== What this task involves ==
Could you reproduce every entry that follows, exactly as shown?

Provided records Start Marker

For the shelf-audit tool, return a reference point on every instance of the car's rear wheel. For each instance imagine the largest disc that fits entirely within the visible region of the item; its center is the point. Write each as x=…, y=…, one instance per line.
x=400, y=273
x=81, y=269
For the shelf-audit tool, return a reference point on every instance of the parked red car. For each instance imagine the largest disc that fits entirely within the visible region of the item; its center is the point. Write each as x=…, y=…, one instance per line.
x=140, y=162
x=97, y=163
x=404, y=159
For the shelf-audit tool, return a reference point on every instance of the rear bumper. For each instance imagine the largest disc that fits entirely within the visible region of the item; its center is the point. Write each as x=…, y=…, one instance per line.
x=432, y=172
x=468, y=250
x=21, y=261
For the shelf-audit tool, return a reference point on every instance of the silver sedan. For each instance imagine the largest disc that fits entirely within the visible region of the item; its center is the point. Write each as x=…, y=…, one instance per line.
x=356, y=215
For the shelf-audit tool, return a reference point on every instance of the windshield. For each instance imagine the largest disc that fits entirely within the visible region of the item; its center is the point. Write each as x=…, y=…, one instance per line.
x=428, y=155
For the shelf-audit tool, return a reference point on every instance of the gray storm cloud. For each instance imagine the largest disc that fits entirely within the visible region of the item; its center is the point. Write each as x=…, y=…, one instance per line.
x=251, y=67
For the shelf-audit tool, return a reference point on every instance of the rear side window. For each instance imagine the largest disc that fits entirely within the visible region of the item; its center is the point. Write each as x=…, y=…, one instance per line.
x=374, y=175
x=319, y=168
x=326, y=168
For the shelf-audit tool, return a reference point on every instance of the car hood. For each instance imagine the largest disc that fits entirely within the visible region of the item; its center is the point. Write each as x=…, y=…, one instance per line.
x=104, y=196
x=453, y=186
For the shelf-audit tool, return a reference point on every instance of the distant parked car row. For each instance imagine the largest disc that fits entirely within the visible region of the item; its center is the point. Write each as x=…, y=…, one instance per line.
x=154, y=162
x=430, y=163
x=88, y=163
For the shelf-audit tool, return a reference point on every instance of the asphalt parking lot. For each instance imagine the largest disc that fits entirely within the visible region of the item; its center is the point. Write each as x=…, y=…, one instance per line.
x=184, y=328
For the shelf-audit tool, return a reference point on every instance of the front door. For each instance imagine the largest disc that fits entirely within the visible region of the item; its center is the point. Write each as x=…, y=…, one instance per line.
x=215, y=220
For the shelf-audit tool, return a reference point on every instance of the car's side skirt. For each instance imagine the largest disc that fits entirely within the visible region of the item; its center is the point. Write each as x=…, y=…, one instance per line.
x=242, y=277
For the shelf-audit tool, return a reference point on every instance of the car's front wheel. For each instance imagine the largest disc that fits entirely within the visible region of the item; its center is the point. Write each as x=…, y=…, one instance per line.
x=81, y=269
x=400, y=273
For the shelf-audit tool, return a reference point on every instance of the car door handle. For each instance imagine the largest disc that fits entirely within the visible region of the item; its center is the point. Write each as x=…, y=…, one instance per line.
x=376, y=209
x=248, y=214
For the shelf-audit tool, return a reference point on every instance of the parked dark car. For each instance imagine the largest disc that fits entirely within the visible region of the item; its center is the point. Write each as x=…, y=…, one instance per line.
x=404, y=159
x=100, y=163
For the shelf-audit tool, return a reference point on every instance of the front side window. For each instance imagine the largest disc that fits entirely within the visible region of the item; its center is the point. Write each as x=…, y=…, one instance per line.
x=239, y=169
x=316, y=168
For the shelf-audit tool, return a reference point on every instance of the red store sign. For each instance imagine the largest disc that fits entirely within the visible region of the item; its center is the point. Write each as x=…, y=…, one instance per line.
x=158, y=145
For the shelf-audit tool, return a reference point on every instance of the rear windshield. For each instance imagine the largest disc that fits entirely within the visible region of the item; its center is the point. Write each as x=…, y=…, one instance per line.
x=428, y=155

Provided records End Marker

== Task answer ==
For the shelf-audit tool, return a reference point on every instance of the car's rear wheel. For each instance imagine the largest disc that fits entirely within the visible region of the item; its center is the point. Write each as x=…, y=…, one instance per line.
x=400, y=273
x=81, y=269
For the shelf-audit tool, return a reference point on every instance of the parked red car. For each instance imagine the largest disc that fits entirely within the visible region of the item; its center is the point. Write each as x=…, y=…, one instance per line.
x=140, y=162
x=97, y=163
x=404, y=159
For the shelf-audit tool, return a reference point on every instance of the rear bumper. For each instance imagine the largest disc that fits entirely within the visible region of the item; its center is the point. Write each as x=…, y=…, one instance per line.
x=432, y=172
x=468, y=250
x=21, y=261
For the shelf-audit tool, return a reference point on every instance of the silver sedan. For each instance imagine the largest disc that fits entirely within the visible region of the item; its center is the point. Write each as x=…, y=…, one instance per line.
x=356, y=215
For the shelf-audit tool, return a reference point on every instance of the windshield. For each instance imagine the largest disc that fits entirely within the visible region of the item; its center is the point. Write each as x=…, y=…, one instance per line.
x=428, y=155
For the shelf-audit tool, return a reference point on every instance of the gray storm cloud. For each instance imagine the largest disc that fits entirely within the visible region of the item; its center is the point. Write each as x=…, y=…, one instance per line.
x=251, y=67
For the shelf-audit tool, return a reference point on every instance of the rear side window. For each instance imagine the largest disc that fits entirely within the visible region of the item; its center is the point. Write each as x=…, y=…, one instance per line.
x=374, y=175
x=319, y=168
x=326, y=168
For the shelf-audit tool, return a reference point on every instance of the car hood. For each instance imagine the largest disc that fits entirely within the visible region of the item; its center is the point. Write each as x=…, y=…, one instance per line.
x=104, y=196
x=453, y=186
For the shelf-audit tool, return a reference point on every instance of the distant parked car row. For each instance imagine the largest disc that fits entirely within the visible region of the item; its center is the point. Write each as x=…, y=…, one instance per line.
x=154, y=162
x=430, y=163
x=88, y=163
For the shelf-audit tool, return a reference point on every instance of the asphalt parking lot. For each instance imagine the largest disc that fits entirely within the visible region of the item; its center is the point. Write each as x=…, y=…, one instance per line.
x=184, y=328
For the shelf-audit tool, return a reference point on every instance of the front door. For each instance imagine the largest disc that fits entirely within the visible region of the item; its center is the point. Write each as x=…, y=…, one instance per line.
x=215, y=220
For the shelf-audit tool, return a reference point on every instance of the car's side skirt. For each instance imagine the largest disc that fits entirely within the visible region of the item; its center is the point. Write each as x=…, y=…, one instance per line.
x=242, y=277
For the shelf-audit tool, return a reference point on every instance of the car's front wheel. For each instance imagine the largest disc that fits entirely within the visible region of the item; its center is the point. Write each as x=…, y=…, one instance per line.
x=81, y=269
x=400, y=273
For the shelf-audit tool, return a reference point on every instance of the car door handle. For each instance imagine the largest disc that fits entirely within the visible region of the item; its center is the point. Write each as x=…, y=…, one instance per line.
x=376, y=209
x=248, y=214
For the shelf-audit tool, return a reference point on every instance of the parked dark car. For each instance imagine the largest disc that fits entirely within the visible region of the item; its center is the point. Write each as x=…, y=…, one instance per line.
x=404, y=159
x=100, y=163
For the shelf-audit tool, return a reference point on every instance of the front side window. For each instance imagine the largest disc that fits entirely within the visible region of the item; its center is the point. Write each as x=…, y=…, one instance per line.
x=239, y=169
x=316, y=168
For the shelf-audit tool, return a reference point on every instance of the red store sign. For each instance imagine the largest disc that fits entirely within the visible region of the item; its center is the point. Write each as x=…, y=…, one instance per line.
x=158, y=145
For the shelf-audit tool, return a reference point on every instance of the rear windshield. For each instance imagine the largest disc that fits entirely within the visible region of the item; its center is the point. Write each as x=…, y=…, one instance per line.
x=428, y=155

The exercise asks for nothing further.